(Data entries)
Start of Block
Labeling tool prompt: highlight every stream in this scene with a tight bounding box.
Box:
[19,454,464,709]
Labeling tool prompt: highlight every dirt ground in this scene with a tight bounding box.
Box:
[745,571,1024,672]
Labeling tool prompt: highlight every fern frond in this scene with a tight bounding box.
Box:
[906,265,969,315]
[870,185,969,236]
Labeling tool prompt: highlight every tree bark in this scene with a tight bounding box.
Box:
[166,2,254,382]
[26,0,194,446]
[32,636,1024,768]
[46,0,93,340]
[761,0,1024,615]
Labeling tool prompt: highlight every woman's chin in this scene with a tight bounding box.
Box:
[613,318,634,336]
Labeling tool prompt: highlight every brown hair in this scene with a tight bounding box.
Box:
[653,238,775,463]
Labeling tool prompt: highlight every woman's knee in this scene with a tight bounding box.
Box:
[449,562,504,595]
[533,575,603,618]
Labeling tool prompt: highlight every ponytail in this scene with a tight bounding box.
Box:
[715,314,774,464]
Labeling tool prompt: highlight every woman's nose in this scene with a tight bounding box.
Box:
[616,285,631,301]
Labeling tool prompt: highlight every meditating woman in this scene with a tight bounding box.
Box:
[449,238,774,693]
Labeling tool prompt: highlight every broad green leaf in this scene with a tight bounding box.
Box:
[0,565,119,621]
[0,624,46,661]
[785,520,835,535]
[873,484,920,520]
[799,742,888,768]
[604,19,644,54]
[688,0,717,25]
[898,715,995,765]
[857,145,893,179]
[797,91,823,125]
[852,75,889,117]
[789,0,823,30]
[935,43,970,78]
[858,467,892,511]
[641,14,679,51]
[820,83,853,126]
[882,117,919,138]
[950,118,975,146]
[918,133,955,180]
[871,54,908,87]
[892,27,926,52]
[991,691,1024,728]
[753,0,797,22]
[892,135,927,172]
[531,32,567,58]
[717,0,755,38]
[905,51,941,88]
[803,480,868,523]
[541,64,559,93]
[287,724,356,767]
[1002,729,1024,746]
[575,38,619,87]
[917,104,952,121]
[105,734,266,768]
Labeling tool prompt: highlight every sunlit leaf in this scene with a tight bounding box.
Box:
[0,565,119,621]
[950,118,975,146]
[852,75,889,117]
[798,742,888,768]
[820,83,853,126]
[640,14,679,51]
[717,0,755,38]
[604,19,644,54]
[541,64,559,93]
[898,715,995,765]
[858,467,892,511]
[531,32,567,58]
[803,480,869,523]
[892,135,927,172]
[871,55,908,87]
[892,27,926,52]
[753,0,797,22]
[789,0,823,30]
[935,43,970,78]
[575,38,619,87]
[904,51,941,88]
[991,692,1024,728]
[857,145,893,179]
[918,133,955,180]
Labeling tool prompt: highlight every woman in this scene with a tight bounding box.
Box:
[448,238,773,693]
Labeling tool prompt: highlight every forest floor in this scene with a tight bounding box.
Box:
End of Block
- **Requirement**
Copy out the records once more, exactly as they are written.

- **The completed task**
Labeling tool prompt: highlight every stream in this scene with a tight bounding box.
Box:
[19,454,464,709]
Labeling tool prompt: highlight every dirt ground in this scene with a tight bounding box.
Box:
[745,571,1024,672]
Labeling tool prompt: highlight every fern frond in this scene with a tight bounding box.
Box:
[906,265,969,315]
[870,185,969,236]
Labeling tool prompt: highlight every tree bark in this scene with a tight bounding box.
Box:
[166,2,254,382]
[26,0,194,446]
[32,636,1024,768]
[46,0,93,340]
[761,0,1024,615]
Labeling tool prompt: highlight every woman's chin in this scene with a tight bounding box.
Box:
[613,318,634,336]
Labeling tool prompt: highlight every brown hair in this scene with a tight bounding box.
Box:
[653,238,775,463]
Labeling tool prompt: highlight every woman's knee in this scene with a tight bounding box.
Box:
[449,562,504,595]
[533,575,603,618]
Labeling tool prompt: highlight every ponytail in this scene with a tight bounding box.
Box:
[715,314,774,464]
Labeling tool prompt: highlight every woman's nose in this scene with a tight bounding box.
Box:
[616,285,631,301]
Labeling tool prompt: highlight every meditating woman in this scene with a tight bounding box.
Box:
[449,238,774,693]
Labeling tool prompt: highlight every broad green leaf in this scene with a tight bounding box.
Box:
[0,565,119,621]
[0,624,46,661]
[785,520,835,535]
[873,484,920,520]
[799,742,888,768]
[604,19,644,54]
[688,0,717,25]
[898,715,995,765]
[857,145,893,179]
[797,91,823,125]
[852,75,889,117]
[789,0,823,30]
[935,43,970,78]
[858,467,892,511]
[641,14,679,51]
[820,83,853,126]
[882,117,919,138]
[950,118,975,146]
[918,133,955,180]
[871,54,908,87]
[892,27,926,52]
[991,691,1024,728]
[753,0,797,22]
[892,135,927,172]
[531,32,567,58]
[717,0,755,38]
[905,51,941,88]
[803,480,868,523]
[541,64,559,93]
[287,724,356,767]
[1002,729,1024,746]
[575,38,619,87]
[917,104,952,121]
[105,734,266,768]
Labeling tool prompt: highlight every sunlit leaf in this scene with a tight bounding box.
Box:
[0,565,119,621]
[950,118,975,146]
[852,75,889,117]
[798,742,888,768]
[820,83,853,126]
[640,14,679,51]
[717,0,755,38]
[604,19,644,54]
[541,64,559,93]
[898,715,995,765]
[858,467,892,511]
[531,32,567,58]
[803,480,869,523]
[892,135,927,172]
[871,55,908,87]
[892,27,926,52]
[753,0,797,22]
[789,0,823,30]
[935,43,970,78]
[575,38,619,87]
[904,51,941,88]
[991,692,1024,728]
[857,145,893,179]
[918,133,955,180]
Labeling tool prompt: highlight every woman in this scene with a tight bounding box.
Box:
[448,238,773,693]
Labeling tool prompt: highlight every forest floor in this scene with a tight bounding box.
Box:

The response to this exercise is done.